- **SFIDA 1**
Ripeti, per favore, tutto il passo del racconto su Françoise che va da "Non ero ancora" giù fino a "una macchina .".

- **ESTRATTO DEL DOCUMENTO**
_____
Ho conosciuto Françoise, a Rungu quando era una brava e simpatica ragazzina di quindici anni. Veniva spesso in parrocchia per partecipare ai gruppi giovanili e alle celebrazioni. Era senza esigenze, semplice e con un sorriso perenne stampato a trentadue denti candidi. In quel periodo aveva seri problemi con un ginocchio e fu ricoverata per un intervento. Non ricordo bene se si trattasse di un’osteomielite o di tubercolosi ossea. So che il ginocchio era ben gonfio per versamenti che bisognava siringare spesso. Quando venne l’ora dell’intervento, Françoise che aveva una caratterino ben deciso, non era d’accordo. Diceva: “ Il corpo è mio, e sono io che decido cosa farne”. Immagino avesse paura di un intervento mutilante. Tutti si prodigarono a dargli consigli e garantire la necessità dell’intervento. Alla fine accettò e l’operazione ebbe buon esito, ma il ginocchio fu immobilizzato rimanendo rigido. Ora Françoise ha trent’anni, cammina zoppicando ma riesce anche a fare il lavoro dei campi. Sono trascorsi ben quindici anni e la incontro di nuovo durante una visita a Rungu. E’ sempre stata piuttosto tirchia di parole e riesco solo a percepire tutti i problemi che ha vissuto e che sta vivendo.

       Françoise raccontami qualcosa di te e della tua famiglia.

Non ero ancora venuta al mondo, né ero in programma, che mia mamma andò in Sud Sudan per rendere visita a suo fratello maggiore che lavorava e viveva là. Ed è per questo che sono nata in Sud Sudan nel 1994 e ci sono rimasta per sei anni, ma non conservo nessun ricordo di quel periodo. Mio padre, che non ho mai conosciuto, o meglio, non ricordo, si chiamava Mohamed e immagino sia stato musulmano. La mamma, che era cristiana, non si sposò con Mohamed, né mai si sposò con nessuno. Oggi si dice che era una ragazza madre. Noi siamo due figli, in effetti ho un fratello minore. Ricordo vagamente qualcosa del viaggio per venire alla scoperta del Congo. Con la mamma ci siamo arrivate approfittando dell’occasione di una macchina .
_____
- **DATI FORNITI**
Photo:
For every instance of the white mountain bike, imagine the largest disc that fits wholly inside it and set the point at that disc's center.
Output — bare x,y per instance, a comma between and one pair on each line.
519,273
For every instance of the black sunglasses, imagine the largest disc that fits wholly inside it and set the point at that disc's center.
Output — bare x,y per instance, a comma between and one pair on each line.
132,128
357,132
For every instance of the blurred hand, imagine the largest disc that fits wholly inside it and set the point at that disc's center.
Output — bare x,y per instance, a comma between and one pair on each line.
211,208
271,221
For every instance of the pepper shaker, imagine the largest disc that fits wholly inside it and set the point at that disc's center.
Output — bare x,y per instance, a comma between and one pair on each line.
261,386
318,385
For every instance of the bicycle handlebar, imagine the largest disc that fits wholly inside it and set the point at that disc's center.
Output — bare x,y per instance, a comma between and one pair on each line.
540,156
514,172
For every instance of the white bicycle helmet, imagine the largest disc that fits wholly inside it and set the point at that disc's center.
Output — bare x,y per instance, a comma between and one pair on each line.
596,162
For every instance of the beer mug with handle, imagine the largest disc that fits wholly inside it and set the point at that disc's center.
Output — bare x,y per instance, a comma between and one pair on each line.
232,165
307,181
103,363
_____
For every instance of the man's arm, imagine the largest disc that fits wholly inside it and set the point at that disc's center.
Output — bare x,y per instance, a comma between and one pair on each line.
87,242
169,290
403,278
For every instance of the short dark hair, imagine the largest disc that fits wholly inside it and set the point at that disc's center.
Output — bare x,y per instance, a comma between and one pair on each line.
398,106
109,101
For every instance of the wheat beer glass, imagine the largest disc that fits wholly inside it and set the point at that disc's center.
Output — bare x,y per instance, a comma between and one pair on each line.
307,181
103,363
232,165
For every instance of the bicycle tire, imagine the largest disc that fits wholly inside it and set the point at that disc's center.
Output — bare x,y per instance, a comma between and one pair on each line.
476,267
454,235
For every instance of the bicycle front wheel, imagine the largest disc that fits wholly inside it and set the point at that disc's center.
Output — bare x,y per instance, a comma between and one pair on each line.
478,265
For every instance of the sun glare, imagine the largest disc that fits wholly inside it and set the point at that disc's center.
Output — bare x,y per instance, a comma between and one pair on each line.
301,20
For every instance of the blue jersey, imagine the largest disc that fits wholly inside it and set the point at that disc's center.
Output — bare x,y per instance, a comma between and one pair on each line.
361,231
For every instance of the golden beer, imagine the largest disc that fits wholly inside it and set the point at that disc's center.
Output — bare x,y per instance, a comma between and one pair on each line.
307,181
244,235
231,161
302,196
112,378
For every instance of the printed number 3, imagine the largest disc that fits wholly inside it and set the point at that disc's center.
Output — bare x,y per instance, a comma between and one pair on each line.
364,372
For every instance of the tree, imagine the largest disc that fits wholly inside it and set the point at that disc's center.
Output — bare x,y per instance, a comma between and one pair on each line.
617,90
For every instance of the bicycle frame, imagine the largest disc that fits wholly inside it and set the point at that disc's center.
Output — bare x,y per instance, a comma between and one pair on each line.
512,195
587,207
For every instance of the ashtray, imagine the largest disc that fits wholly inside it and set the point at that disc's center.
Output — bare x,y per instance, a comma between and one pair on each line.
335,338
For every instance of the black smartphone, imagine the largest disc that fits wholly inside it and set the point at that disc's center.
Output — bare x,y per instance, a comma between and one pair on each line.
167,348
_____
- **SFIDA 2**
Tra le righe riportate sopra dopo il racconto su Françoise, indica quante contengono la stringa "white", distinguendo tra maiuscole e minuscole. Rispondi soltanto con il numero.

- **RISULTATO 1**
Non ero ancora venuta al mondo, né ero in programma, che mia mamma andò in Sud Sudan per rendere visita a suo fratello maggiore che lavorava e viveva là. Ed è per questo che sono nata in Sud Sudan nel 1994 e ci sono rimasta per sei anni, ma non conservo nessun ricordo di quel periodo. Mio padre, che non ho mai conosciuto, o meglio, non ricordo, si chiamava Mohamed e immagino sia stato musulmano. La mamma, che era cristiana, non si sposò con Mohamed, né mai si sposò con nessuno. Oggi si dice che era una ragazza madre. Noi siamo due figli, in effetti ho un fratello minore. Ricordo vagamente qualcosa del viaggio per venire alla scoperta del Congo. Con la mamma ci siamo arrivate approfittando dell’occasione di una macchina .

- **RISULTATO 2**
2